#### [TASK INSTRUCTIONS]
1. In the sermon excerpt, why can the challenge of being Christlike be met only by the help of God?
2. Does each statement agree with the sermon excerpt? (a) We live on a large stage. (b) Jon Sobrino is cited for the idea of making another person's pain our own. (c) We will carry out our task perfectly. Answer each with yes or no and quote the deciding words.
3. Print the stretch of the sermon excerpt from "As Paul put" through "that created it.".

#### [SELECTED TEXT]
-*-

The challenge for us is to find ways to be Christlike. This is a challenge that can only be met, as we put it in liturgies, by the help of God. We daily participate in and perpetrate an unjust world, and need the help of God to see and redress that. Only as we open ourselves up to the Spirit of the God who is revealed in Christ can we be a people who practise sensible judgement – or at least its more human shadow form, sensible analysis and evaluation. We are called to practise this in the world in which God has called us to live. We are called to sensible action to redress the wrongs, the sin around us. With the help of God we can become signs of those justice-principles that God calls us to be.

We live on a small stage. Nevertheless, however small the stage, we need to practise forgiveness and reconciliation, up-building, edifying love, mutual support and encouragement on that small stage, finding our small part to play. We must be informed participants in the world around us, naming injustices. We must be signs (as the great bearers of God, even King David, were to become) of God’s concern for the hurting. With God’s help and informed dialogue we can learn to avoid knee-jerk and uninformed responses to personal, local, and international events. Instead we can use our strange but profound traditions and scriptures as lenses through which to bear Christlight in our community: sowing love where there is hatred, peace where there is discord – we know the prayer.

As Paul put it to the Corinthians, “as often as we eat this bread, and drink this cup, we proclaim Christ’s death until his coming again.” Our task is to receive this bread charged with the meaning of God’s reconstituting love. But our task also is to be that love, to be God’s bread  in God’s world. Our task is to look beyond a world obsessed with itself and its own entertainment or self-aggrandisement. Our task, as Jon Sobrino reminded us, consists in making “someone else’s pain our very own” and allowing that pain to move us to respond to their need and the unjust structure that created it.

Our task, aided by God’s Spirit, is to be a people who know that if God’s love, revealed in Christ, active and effective in Christ’s life and death and resurrection, can touch and warm and transform us, so it can through our lives touch and warm and transform lives around us, even despite us. Our task is to become bread, Christ’s living bread to those around us. Our task is to be the hands and feet and body and blood of transforming Jesus in the world in which God has placed us. We will do so imperfectly, but assuming our imperfections are not predatory or criminal, and that we turn repentant again and again to the God who transforms us, then we can be the signposts God wants us to be.

-*-

#### [RAW RECORDS]

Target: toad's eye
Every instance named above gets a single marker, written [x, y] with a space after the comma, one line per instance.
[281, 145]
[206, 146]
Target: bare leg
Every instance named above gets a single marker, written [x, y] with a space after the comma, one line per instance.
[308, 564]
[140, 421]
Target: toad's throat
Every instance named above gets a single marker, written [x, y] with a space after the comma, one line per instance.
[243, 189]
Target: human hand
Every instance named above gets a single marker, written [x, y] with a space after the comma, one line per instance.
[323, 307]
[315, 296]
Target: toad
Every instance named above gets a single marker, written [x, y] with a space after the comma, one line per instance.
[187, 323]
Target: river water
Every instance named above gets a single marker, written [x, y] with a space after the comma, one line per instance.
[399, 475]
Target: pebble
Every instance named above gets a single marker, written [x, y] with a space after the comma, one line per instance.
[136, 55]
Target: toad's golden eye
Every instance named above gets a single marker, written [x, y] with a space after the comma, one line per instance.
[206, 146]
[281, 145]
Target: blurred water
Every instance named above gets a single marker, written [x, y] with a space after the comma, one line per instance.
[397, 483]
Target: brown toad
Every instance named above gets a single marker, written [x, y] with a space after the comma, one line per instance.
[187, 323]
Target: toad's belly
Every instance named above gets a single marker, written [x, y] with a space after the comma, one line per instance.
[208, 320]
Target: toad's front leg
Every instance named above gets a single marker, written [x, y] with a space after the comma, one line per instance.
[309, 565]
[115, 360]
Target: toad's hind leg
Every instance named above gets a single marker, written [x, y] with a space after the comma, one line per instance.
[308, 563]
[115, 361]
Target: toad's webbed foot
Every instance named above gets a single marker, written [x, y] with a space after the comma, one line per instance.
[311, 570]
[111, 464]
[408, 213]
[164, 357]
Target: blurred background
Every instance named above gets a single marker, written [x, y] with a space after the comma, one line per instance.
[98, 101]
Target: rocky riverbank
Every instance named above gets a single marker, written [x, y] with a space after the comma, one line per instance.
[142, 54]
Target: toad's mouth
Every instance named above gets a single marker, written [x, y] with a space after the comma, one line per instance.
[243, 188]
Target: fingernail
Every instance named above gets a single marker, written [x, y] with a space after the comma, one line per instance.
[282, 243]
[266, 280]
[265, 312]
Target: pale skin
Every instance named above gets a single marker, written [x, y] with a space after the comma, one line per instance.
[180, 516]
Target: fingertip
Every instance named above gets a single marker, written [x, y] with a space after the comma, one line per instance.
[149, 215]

-*-

#### [ANSWERS GIVEN]
1. The challenge needs God's help because we daily participate in and perpetrate an unjust world. We need God's help to see that injustice and to redress it.

2.
(a) No: "We live on a small stage."
(b) Yes: "Our task, as Jon Sobrino reminded us, consists in making “someone else’s pain our very own”"
(c) No: "We will do so imperfectly"

3.
As Paul put it to the Corinthians, “as often as we eat this bread, and drink this cup, we proclaim Christ’s death until his coming again.” Our task is to receive this bread charged with the meaning of God’s reconstituting love. But our task also is to be that love, to be God’s bread  in God’s world. Our task is to look beyond a world obsessed with itself and its own entertainment or self-aggrandisement. Our task, as Jon Sobrino reminded us, consists in making “someone else’s pain our very own” and allowing that pain to move us to respond to their need and the unjust structure that created it.